**Objective:** Copy the data precisely, keeping every character.

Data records

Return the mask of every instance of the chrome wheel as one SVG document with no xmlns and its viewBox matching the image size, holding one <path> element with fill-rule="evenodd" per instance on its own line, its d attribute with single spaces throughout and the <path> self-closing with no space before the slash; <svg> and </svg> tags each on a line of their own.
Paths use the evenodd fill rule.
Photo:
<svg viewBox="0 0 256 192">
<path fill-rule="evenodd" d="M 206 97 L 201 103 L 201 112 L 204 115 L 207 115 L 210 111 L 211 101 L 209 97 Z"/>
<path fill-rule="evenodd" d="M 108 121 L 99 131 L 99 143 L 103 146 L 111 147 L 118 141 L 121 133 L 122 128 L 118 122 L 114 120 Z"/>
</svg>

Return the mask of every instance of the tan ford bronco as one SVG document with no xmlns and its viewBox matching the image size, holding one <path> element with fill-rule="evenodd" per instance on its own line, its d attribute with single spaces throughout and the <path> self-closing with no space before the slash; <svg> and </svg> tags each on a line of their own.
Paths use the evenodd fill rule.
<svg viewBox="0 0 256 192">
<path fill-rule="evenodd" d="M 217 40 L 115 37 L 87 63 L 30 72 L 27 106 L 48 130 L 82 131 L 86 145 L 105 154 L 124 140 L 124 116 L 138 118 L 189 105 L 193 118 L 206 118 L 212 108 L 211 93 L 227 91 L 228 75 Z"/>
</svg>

**Written solution:**
Return the mask of every instance of the chrome wheel as one SVG document with no xmlns and its viewBox matching the image size, holding one <path> element with fill-rule="evenodd" per instance on its own line, its d attribute with single spaces throughout and the <path> self-closing with no space before the slash; <svg> and </svg> tags each on a line of their own.
Paths use the evenodd fill rule.
Photo:
<svg viewBox="0 0 256 192">
<path fill-rule="evenodd" d="M 206 97 L 201 103 L 201 112 L 204 115 L 207 115 L 210 111 L 211 101 L 209 97 Z"/>
<path fill-rule="evenodd" d="M 108 121 L 99 131 L 99 143 L 103 146 L 111 147 L 118 141 L 121 133 L 122 128 L 118 122 L 114 120 Z"/>
</svg>

Return the mask of every instance of the tan ford bronco as one SVG document with no xmlns and its viewBox matching the image size, holding one <path> element with fill-rule="evenodd" per instance on its own line, its d attribute with single spaces throughout and the <path> self-closing with no space before the slash; <svg> and </svg> tags each on a line of their own.
Paths use the evenodd fill rule.
<svg viewBox="0 0 256 192">
<path fill-rule="evenodd" d="M 217 40 L 115 37 L 87 63 L 30 72 L 27 106 L 48 130 L 82 131 L 86 145 L 105 154 L 124 140 L 124 116 L 138 118 L 189 105 L 193 118 L 206 118 L 212 108 L 211 93 L 227 91 L 228 75 Z"/>
</svg>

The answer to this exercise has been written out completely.